→ **PROBLEM**:
Each image should be skipped while the records are restated word for word.

→ **SOURCE MATERIAL**:
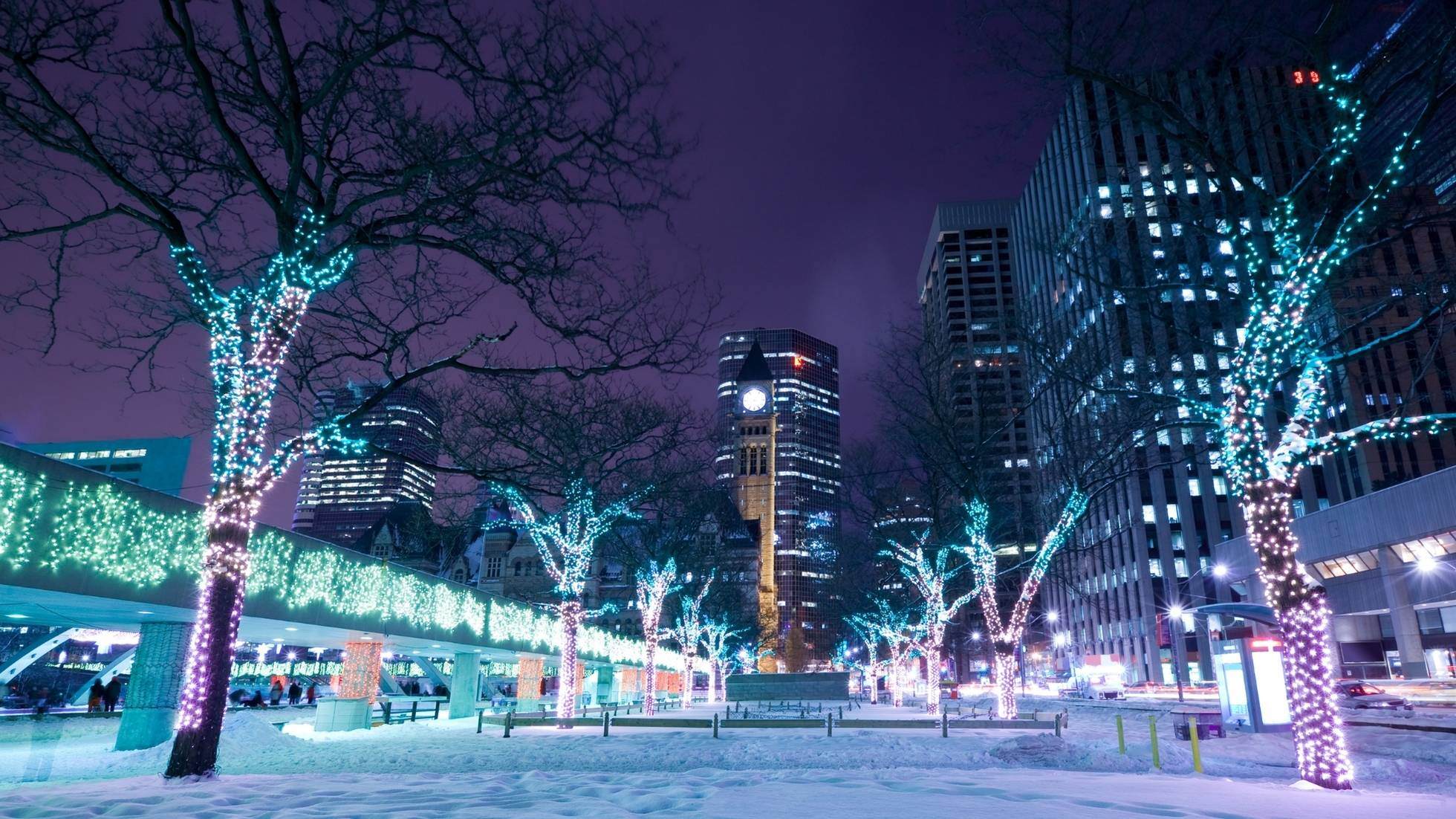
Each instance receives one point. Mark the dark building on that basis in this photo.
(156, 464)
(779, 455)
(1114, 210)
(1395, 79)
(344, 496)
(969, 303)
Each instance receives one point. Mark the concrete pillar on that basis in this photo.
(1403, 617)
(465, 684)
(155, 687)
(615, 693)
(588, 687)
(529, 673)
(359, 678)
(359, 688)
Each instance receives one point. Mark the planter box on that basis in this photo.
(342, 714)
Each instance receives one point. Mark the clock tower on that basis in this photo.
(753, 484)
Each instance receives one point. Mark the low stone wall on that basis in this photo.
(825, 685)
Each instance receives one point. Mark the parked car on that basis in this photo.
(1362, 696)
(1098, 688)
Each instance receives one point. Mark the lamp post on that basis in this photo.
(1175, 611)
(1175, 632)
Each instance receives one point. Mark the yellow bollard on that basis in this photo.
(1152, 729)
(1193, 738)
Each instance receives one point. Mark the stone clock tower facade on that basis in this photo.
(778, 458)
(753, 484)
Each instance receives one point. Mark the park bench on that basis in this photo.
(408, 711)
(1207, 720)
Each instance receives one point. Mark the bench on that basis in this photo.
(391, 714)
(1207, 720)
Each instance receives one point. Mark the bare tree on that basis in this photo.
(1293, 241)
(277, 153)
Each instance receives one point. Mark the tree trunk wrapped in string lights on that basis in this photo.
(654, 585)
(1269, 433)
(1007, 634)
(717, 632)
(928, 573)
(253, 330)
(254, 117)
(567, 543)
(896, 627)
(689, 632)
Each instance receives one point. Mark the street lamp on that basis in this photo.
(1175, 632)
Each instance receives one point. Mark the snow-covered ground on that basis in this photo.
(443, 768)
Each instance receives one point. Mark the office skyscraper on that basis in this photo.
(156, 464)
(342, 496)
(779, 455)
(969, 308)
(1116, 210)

→ **RESPONSE**:
Each instance receives one point. Mark the dark building on that basis in this photo.
(156, 464)
(779, 455)
(1114, 210)
(1395, 79)
(344, 496)
(969, 303)
Each instance receives one point. Mark the concrete pillar on that basis in this photo.
(1403, 617)
(465, 684)
(155, 687)
(615, 693)
(588, 687)
(529, 673)
(359, 678)
(359, 688)
Each instance receives one point. Mark the planter box on that basis in this photo.
(342, 714)
Each instance receives one point. Mark the clock tower on that basis in this photo.
(753, 484)
Each instance receives one point. Mark the low stone wall on that basis in this photo.
(825, 685)
Each instance receives one point. Mark the parked car on that basis in this photo.
(1362, 696)
(1098, 688)
Each instance receives one point. Mark the lamp post on that basis in this photo.
(1175, 611)
(1175, 632)
Each instance receives one point. Mark the yellow bollard on that basis in this photo.
(1152, 729)
(1193, 738)
Each instance receives one point. Mark the stone clock tower facade on that basis in this photo.
(778, 458)
(753, 484)
Each instance receives one point. Mark the park bench on that basis in this photo.
(408, 711)
(1207, 720)
Each instance receives one point. Mark the bench on that basis in this photo.
(391, 714)
(1207, 720)
Each instance receives one point. Mark the bare tree on that basis in this photo.
(1293, 241)
(277, 153)
Each instance receives one point. Mark the tree trunk wrapped in string lights on that basis in this photo.
(654, 585)
(1269, 433)
(1007, 634)
(717, 632)
(928, 573)
(253, 330)
(254, 117)
(567, 543)
(896, 627)
(689, 632)
Each instance receives one point. Mark the street lamp on that basis in this photo.
(1175, 632)
Each instance receives one point. Mark the snow-covered ground on that basis in this photo.
(443, 768)
Each instance receives one point. Mark the office skyscraper on that basis in this photo.
(156, 464)
(342, 496)
(779, 455)
(969, 308)
(1116, 210)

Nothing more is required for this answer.